(Work task) All of the records are to be copied out exactly, with nothing left out.

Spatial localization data
########################################
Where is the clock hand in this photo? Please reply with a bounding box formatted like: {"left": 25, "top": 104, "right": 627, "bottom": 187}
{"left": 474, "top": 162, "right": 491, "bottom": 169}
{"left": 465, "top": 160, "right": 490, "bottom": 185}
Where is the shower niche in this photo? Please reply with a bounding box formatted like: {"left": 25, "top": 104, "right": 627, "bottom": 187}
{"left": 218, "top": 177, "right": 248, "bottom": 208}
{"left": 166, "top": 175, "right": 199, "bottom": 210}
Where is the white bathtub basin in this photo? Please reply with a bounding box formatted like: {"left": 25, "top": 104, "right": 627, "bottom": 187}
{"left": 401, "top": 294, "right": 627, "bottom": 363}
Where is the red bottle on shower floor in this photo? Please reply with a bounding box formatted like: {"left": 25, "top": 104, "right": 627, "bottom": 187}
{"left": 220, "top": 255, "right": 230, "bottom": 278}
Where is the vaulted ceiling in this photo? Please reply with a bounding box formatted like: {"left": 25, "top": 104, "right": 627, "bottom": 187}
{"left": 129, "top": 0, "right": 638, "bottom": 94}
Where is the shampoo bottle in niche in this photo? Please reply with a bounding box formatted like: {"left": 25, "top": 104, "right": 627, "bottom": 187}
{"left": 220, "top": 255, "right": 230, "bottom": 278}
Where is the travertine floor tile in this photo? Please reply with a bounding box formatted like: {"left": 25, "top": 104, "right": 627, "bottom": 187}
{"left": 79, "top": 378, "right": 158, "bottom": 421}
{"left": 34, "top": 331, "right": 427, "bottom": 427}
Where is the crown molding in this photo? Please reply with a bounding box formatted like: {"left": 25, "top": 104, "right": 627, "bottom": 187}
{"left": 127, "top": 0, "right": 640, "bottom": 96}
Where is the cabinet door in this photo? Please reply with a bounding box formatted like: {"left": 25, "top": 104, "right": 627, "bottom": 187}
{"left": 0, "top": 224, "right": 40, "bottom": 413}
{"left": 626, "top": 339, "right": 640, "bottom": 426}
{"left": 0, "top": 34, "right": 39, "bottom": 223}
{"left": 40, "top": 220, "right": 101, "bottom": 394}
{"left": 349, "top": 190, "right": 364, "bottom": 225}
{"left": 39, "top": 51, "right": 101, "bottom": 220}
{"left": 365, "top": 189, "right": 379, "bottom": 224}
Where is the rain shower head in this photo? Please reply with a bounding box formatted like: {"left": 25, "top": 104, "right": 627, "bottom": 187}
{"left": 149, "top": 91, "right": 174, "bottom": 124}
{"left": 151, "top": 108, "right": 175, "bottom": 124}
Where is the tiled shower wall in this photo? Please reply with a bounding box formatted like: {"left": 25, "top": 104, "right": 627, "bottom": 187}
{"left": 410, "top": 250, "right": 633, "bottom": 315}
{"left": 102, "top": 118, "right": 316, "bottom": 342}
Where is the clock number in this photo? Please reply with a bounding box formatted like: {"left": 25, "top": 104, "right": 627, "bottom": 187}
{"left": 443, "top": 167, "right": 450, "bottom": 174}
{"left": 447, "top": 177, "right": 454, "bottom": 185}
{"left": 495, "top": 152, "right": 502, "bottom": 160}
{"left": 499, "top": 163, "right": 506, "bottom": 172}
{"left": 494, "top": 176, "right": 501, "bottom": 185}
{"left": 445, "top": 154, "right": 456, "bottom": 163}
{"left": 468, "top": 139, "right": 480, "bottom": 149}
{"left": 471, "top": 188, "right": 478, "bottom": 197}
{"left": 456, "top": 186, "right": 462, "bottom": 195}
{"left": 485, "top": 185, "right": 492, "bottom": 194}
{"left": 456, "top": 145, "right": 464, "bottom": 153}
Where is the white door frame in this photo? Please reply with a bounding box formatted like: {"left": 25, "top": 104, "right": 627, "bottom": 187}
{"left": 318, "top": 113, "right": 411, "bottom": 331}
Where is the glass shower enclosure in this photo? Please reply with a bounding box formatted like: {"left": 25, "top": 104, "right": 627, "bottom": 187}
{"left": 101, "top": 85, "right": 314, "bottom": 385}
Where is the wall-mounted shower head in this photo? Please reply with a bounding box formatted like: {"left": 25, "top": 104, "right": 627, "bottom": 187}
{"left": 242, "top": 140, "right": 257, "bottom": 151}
########################################
(Answer to this exercise)
Where is the clock hand in this photo? Please reply with a bounding box formatted like: {"left": 25, "top": 104, "right": 627, "bottom": 187}
{"left": 474, "top": 162, "right": 491, "bottom": 169}
{"left": 465, "top": 160, "right": 490, "bottom": 185}
Where is the shower niche in this photo? Please reply with a bounding box formatted like: {"left": 25, "top": 104, "right": 627, "bottom": 187}
{"left": 218, "top": 177, "right": 248, "bottom": 208}
{"left": 166, "top": 175, "right": 199, "bottom": 210}
Where is the white bathtub basin in this photo? Please reply with a bounding box formatted like: {"left": 25, "top": 104, "right": 627, "bottom": 187}
{"left": 401, "top": 294, "right": 627, "bottom": 363}
Where is the red bottle on shower floor in this photo? Please reply with a bounding box formatted like: {"left": 25, "top": 104, "right": 627, "bottom": 187}
{"left": 220, "top": 255, "right": 230, "bottom": 278}
Where is the vaulted ceiling in this photo? Please reply with a bounding box formatted like: {"left": 25, "top": 104, "right": 627, "bottom": 187}
{"left": 129, "top": 0, "right": 638, "bottom": 94}
Where is the shampoo bottle in niche in this photo? Please reply with a bounding box formatted like: {"left": 25, "top": 104, "right": 627, "bottom": 187}
{"left": 220, "top": 255, "right": 230, "bottom": 278}
Where is the travertine floor tile in this photo? Please reply with a bounding box formatted like: {"left": 25, "top": 104, "right": 627, "bottom": 187}
{"left": 79, "top": 378, "right": 158, "bottom": 421}
{"left": 34, "top": 331, "right": 427, "bottom": 427}
Where is the crown molding in this photo? Please reply with a bounding box formatted like: {"left": 25, "top": 104, "right": 627, "bottom": 187}
{"left": 127, "top": 0, "right": 640, "bottom": 96}
Where is the cabinet door in this photo? Please reply with a bounding box formatted like: {"left": 25, "top": 104, "right": 627, "bottom": 187}
{"left": 0, "top": 224, "right": 40, "bottom": 413}
{"left": 626, "top": 339, "right": 640, "bottom": 426}
{"left": 0, "top": 34, "right": 39, "bottom": 223}
{"left": 40, "top": 220, "right": 101, "bottom": 394}
{"left": 349, "top": 190, "right": 364, "bottom": 225}
{"left": 39, "top": 51, "right": 101, "bottom": 220}
{"left": 365, "top": 189, "right": 379, "bottom": 224}
Where is the rain shower head in this photo? Please reply with a bounding box formatted like: {"left": 25, "top": 104, "right": 627, "bottom": 187}
{"left": 149, "top": 91, "right": 174, "bottom": 124}
{"left": 151, "top": 108, "right": 175, "bottom": 124}
Where is the tiled shower wall in this photo? Please reply with a bounding box formatted like: {"left": 25, "top": 104, "right": 627, "bottom": 187}
{"left": 410, "top": 250, "right": 633, "bottom": 315}
{"left": 102, "top": 118, "right": 316, "bottom": 342}
Where is the clock number in this photo? Please reply with a bounding box formatted like: {"left": 25, "top": 104, "right": 627, "bottom": 187}
{"left": 443, "top": 167, "right": 450, "bottom": 174}
{"left": 447, "top": 177, "right": 454, "bottom": 185}
{"left": 495, "top": 152, "right": 502, "bottom": 160}
{"left": 499, "top": 163, "right": 506, "bottom": 172}
{"left": 494, "top": 176, "right": 501, "bottom": 185}
{"left": 445, "top": 154, "right": 456, "bottom": 163}
{"left": 468, "top": 139, "right": 480, "bottom": 149}
{"left": 471, "top": 188, "right": 478, "bottom": 197}
{"left": 456, "top": 186, "right": 462, "bottom": 195}
{"left": 485, "top": 185, "right": 492, "bottom": 194}
{"left": 456, "top": 145, "right": 464, "bottom": 153}
Where is the white door frame in this photo? Please reply with a bounding box formatted like: {"left": 25, "top": 104, "right": 627, "bottom": 187}
{"left": 318, "top": 113, "right": 411, "bottom": 331}
Where is the glass shower enclosure in this photo? Please reply with a bounding box formatted like: {"left": 25, "top": 104, "right": 627, "bottom": 187}
{"left": 101, "top": 85, "right": 314, "bottom": 385}
Where is the wall-mounted shower head in this photo? Please reply with a bounding box formatted like: {"left": 25, "top": 104, "right": 627, "bottom": 187}
{"left": 242, "top": 140, "right": 257, "bottom": 151}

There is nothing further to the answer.